> _What you are asked to do_: Starting at the line that has "Target: dead fallen branch" and stopping after the line that has "<point>1283,381</point>", reproduce the listing below exactly; omit everything else.

━━━━━━

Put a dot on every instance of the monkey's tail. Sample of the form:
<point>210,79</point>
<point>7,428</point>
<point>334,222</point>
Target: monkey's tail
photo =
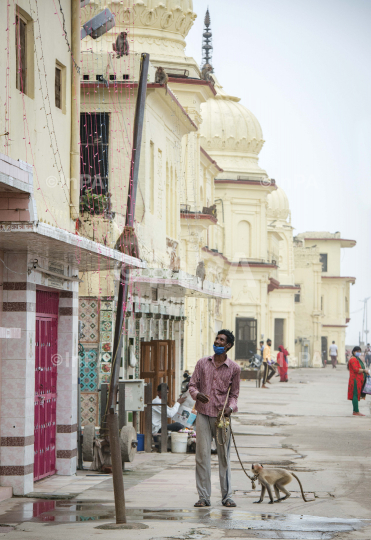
<point>301,487</point>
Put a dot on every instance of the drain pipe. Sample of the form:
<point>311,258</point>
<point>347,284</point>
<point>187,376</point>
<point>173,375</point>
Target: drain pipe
<point>75,111</point>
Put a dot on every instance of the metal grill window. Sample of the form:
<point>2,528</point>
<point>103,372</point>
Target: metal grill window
<point>58,88</point>
<point>323,260</point>
<point>20,47</point>
<point>94,135</point>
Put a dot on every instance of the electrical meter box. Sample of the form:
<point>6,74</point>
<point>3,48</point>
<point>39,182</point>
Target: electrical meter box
<point>134,394</point>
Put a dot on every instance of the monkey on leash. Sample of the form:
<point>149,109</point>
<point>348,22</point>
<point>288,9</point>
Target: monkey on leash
<point>278,478</point>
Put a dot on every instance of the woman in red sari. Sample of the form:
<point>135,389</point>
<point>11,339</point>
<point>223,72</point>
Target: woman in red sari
<point>357,376</point>
<point>283,363</point>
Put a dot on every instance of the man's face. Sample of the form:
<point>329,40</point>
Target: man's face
<point>221,341</point>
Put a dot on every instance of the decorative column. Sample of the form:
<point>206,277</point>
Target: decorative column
<point>18,376</point>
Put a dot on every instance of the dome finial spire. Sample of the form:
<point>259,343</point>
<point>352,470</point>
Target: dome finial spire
<point>207,47</point>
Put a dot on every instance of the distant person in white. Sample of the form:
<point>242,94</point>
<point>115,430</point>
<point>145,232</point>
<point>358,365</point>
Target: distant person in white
<point>171,412</point>
<point>334,354</point>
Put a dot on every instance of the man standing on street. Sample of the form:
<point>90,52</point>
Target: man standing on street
<point>368,355</point>
<point>210,382</point>
<point>334,354</point>
<point>268,368</point>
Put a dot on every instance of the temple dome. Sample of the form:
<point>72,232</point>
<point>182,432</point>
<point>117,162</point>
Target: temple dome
<point>278,204</point>
<point>231,134</point>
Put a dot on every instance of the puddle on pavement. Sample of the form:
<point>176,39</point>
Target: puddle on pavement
<point>244,524</point>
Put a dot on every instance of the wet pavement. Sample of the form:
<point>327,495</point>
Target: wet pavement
<point>312,433</point>
<point>237,523</point>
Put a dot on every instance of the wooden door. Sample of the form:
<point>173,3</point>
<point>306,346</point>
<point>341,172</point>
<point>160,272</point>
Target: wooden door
<point>46,361</point>
<point>157,365</point>
<point>246,338</point>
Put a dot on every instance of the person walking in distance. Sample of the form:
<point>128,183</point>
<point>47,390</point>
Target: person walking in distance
<point>215,383</point>
<point>368,355</point>
<point>357,377</point>
<point>267,364</point>
<point>334,354</point>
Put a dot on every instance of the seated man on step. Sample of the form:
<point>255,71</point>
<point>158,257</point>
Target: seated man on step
<point>171,412</point>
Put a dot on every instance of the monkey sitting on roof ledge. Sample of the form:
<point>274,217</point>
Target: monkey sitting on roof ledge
<point>278,478</point>
<point>161,77</point>
<point>121,47</point>
<point>206,74</point>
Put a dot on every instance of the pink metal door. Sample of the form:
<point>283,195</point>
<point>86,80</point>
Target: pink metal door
<point>45,383</point>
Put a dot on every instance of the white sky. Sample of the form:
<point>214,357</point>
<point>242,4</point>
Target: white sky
<point>303,67</point>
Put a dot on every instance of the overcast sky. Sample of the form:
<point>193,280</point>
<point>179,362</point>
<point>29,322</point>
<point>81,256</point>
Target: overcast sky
<point>303,68</point>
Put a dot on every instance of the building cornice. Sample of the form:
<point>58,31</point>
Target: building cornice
<point>194,82</point>
<point>256,183</point>
<point>210,159</point>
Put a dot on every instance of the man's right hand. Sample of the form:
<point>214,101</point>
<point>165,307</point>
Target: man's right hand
<point>203,398</point>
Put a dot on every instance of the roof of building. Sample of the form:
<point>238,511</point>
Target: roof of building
<point>324,236</point>
<point>278,204</point>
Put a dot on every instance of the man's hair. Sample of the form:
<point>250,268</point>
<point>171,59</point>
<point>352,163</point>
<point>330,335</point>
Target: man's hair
<point>229,335</point>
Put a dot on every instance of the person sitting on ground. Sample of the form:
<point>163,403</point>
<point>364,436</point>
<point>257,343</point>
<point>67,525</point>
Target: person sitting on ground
<point>357,377</point>
<point>269,370</point>
<point>171,412</point>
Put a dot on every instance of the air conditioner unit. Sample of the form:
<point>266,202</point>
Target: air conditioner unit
<point>98,25</point>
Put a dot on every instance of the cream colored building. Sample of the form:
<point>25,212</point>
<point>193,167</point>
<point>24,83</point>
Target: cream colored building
<point>254,234</point>
<point>322,305</point>
<point>178,297</point>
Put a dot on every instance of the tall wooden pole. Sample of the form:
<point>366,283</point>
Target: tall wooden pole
<point>112,420</point>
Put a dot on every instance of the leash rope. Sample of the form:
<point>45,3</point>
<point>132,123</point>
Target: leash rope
<point>222,424</point>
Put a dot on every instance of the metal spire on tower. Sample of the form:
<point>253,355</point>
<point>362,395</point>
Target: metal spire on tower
<point>207,47</point>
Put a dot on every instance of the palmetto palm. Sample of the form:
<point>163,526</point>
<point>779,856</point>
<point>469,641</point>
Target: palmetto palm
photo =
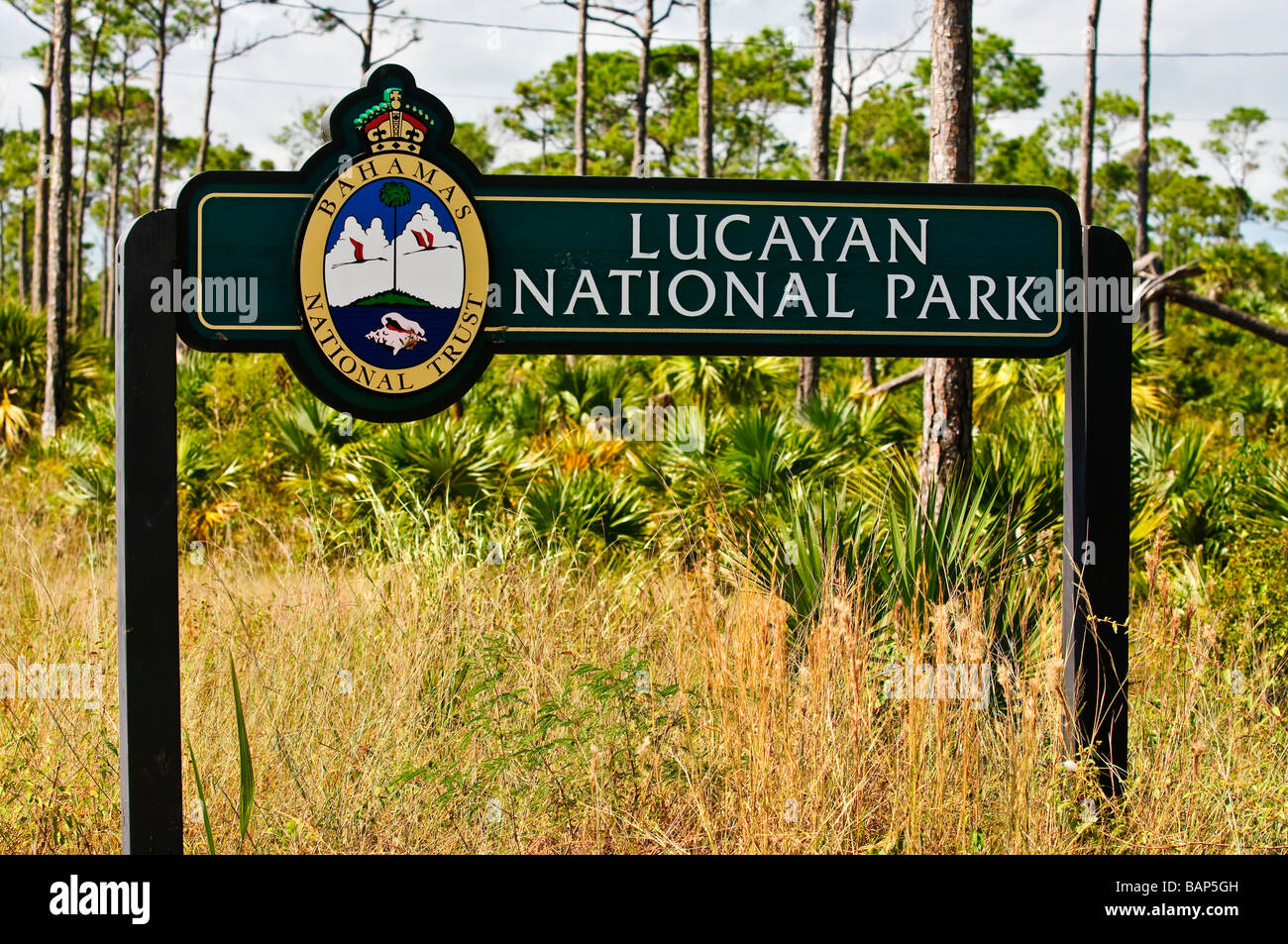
<point>394,194</point>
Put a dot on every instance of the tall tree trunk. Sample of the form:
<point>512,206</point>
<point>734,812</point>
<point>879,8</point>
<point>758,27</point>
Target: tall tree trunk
<point>114,210</point>
<point>1089,115</point>
<point>369,37</point>
<point>24,249</point>
<point>846,14</point>
<point>639,162</point>
<point>40,248</point>
<point>820,127</point>
<point>158,104</point>
<point>580,117</point>
<point>706,132</point>
<point>82,187</point>
<point>948,385</point>
<point>204,149</point>
<point>1157,307</point>
<point>59,196</point>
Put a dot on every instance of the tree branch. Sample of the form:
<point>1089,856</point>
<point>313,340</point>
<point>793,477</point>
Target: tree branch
<point>896,382</point>
<point>1233,316</point>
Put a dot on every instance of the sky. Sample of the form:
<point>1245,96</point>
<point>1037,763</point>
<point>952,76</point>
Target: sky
<point>475,67</point>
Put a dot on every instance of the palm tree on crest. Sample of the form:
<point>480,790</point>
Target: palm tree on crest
<point>394,194</point>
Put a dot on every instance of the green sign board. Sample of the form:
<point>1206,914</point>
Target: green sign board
<point>389,270</point>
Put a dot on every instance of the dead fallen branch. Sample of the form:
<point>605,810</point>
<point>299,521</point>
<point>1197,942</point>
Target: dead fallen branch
<point>896,382</point>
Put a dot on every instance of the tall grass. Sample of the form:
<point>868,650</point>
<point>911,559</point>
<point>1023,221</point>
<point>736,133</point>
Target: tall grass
<point>552,704</point>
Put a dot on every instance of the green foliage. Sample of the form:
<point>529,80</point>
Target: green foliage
<point>1252,591</point>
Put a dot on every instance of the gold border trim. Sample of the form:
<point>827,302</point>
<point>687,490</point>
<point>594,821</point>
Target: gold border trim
<point>773,333</point>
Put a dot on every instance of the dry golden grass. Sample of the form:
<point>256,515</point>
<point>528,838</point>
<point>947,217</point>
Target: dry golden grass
<point>476,723</point>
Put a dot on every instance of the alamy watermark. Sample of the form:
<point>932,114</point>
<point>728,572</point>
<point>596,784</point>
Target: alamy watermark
<point>210,295</point>
<point>939,682</point>
<point>652,424</point>
<point>78,682</point>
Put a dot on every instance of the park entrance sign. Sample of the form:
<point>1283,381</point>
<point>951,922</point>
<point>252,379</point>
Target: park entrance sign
<point>389,271</point>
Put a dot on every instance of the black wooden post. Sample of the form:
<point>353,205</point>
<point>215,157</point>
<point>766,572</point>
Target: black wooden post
<point>147,581</point>
<point>1098,520</point>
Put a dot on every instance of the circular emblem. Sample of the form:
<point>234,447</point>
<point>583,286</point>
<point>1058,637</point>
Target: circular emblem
<point>393,273</point>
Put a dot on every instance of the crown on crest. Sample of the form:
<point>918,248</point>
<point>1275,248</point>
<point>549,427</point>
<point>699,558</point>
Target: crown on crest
<point>394,127</point>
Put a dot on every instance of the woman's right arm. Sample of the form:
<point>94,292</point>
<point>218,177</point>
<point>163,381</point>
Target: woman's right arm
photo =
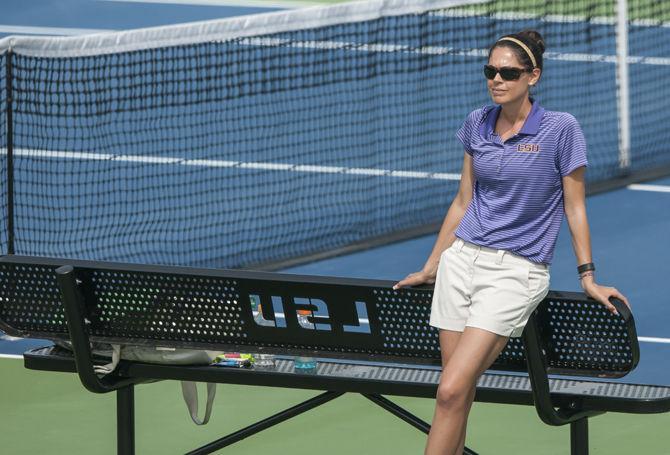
<point>446,235</point>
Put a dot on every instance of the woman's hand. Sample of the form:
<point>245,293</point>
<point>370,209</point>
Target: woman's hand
<point>416,278</point>
<point>603,293</point>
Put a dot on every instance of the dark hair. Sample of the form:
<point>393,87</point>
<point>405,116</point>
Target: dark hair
<point>530,38</point>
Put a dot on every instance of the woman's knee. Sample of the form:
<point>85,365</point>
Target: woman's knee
<point>453,395</point>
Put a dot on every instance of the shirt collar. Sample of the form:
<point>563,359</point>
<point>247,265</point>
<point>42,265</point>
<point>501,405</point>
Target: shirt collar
<point>530,126</point>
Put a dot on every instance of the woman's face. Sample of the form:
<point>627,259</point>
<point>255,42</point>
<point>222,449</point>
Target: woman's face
<point>502,91</point>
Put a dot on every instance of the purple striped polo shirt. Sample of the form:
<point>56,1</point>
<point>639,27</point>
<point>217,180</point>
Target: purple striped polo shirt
<point>517,202</point>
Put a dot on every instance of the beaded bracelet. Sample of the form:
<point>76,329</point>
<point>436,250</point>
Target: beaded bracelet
<point>586,267</point>
<point>585,274</point>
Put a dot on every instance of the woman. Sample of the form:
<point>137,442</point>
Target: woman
<point>523,168</point>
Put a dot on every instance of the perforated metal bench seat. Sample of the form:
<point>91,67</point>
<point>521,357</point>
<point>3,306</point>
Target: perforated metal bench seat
<point>420,382</point>
<point>351,320</point>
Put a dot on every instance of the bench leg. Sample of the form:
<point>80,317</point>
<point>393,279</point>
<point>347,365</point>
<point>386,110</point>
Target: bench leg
<point>405,415</point>
<point>266,423</point>
<point>125,421</point>
<point>579,437</point>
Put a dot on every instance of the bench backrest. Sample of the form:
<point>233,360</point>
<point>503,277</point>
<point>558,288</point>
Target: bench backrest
<point>351,318</point>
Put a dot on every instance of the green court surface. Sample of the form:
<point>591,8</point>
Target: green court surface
<point>51,413</point>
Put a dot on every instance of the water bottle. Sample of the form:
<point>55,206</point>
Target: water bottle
<point>304,364</point>
<point>261,360</point>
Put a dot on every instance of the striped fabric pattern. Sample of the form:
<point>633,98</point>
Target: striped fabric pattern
<point>517,202</point>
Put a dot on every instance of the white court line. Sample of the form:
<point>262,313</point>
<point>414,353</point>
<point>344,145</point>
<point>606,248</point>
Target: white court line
<point>240,3</point>
<point>60,31</point>
<point>656,188</point>
<point>10,356</point>
<point>285,167</point>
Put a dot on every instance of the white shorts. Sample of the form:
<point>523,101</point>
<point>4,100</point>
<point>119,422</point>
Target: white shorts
<point>486,288</point>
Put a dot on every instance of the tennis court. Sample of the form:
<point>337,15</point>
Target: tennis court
<point>266,173</point>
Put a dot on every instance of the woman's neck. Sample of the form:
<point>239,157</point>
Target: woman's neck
<point>516,111</point>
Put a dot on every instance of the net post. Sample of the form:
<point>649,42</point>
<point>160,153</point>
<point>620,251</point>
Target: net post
<point>10,153</point>
<point>622,85</point>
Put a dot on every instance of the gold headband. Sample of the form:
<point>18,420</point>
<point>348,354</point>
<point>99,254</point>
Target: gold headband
<point>525,48</point>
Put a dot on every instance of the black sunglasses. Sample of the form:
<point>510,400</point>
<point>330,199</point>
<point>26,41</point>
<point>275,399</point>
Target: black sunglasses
<point>507,73</point>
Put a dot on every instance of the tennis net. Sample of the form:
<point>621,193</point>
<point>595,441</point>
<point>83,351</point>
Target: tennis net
<point>254,140</point>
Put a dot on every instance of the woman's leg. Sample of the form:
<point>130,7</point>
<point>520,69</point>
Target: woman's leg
<point>474,352</point>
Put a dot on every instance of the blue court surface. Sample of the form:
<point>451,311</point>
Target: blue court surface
<point>628,226</point>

━━━━━━

> _Exercise solution_:
Target: dead fallen branch
<point>896,382</point>
Put a dot on every instance of the tall grass. Sample of the form:
<point>868,650</point>
<point>911,559</point>
<point>1023,221</point>
<point>736,133</point>
Target: tall grass
<point>552,704</point>
Put a dot on every instance of the green foliage. Sample of the form:
<point>529,80</point>
Target: green foliage
<point>1252,591</point>
Put a dot on every instance of the gold border trim. Sample of the form:
<point>827,302</point>
<point>687,490</point>
<point>594,821</point>
Target: gold border trim
<point>773,333</point>
Put a dot on every instance of the dry golden grass. Sample of the form:
<point>256,515</point>
<point>528,838</point>
<point>947,217</point>
Target: dry golden grass
<point>476,723</point>
Put a dot on every instance of the alamy watermark. Sample of the form:
<point>932,114</point>
<point>728,572</point>
<point>596,784</point>
Target: alamy watermark
<point>210,295</point>
<point>939,682</point>
<point>652,424</point>
<point>78,682</point>
Put a dot on every instance of the park entrance sign. Sample of the form:
<point>1283,381</point>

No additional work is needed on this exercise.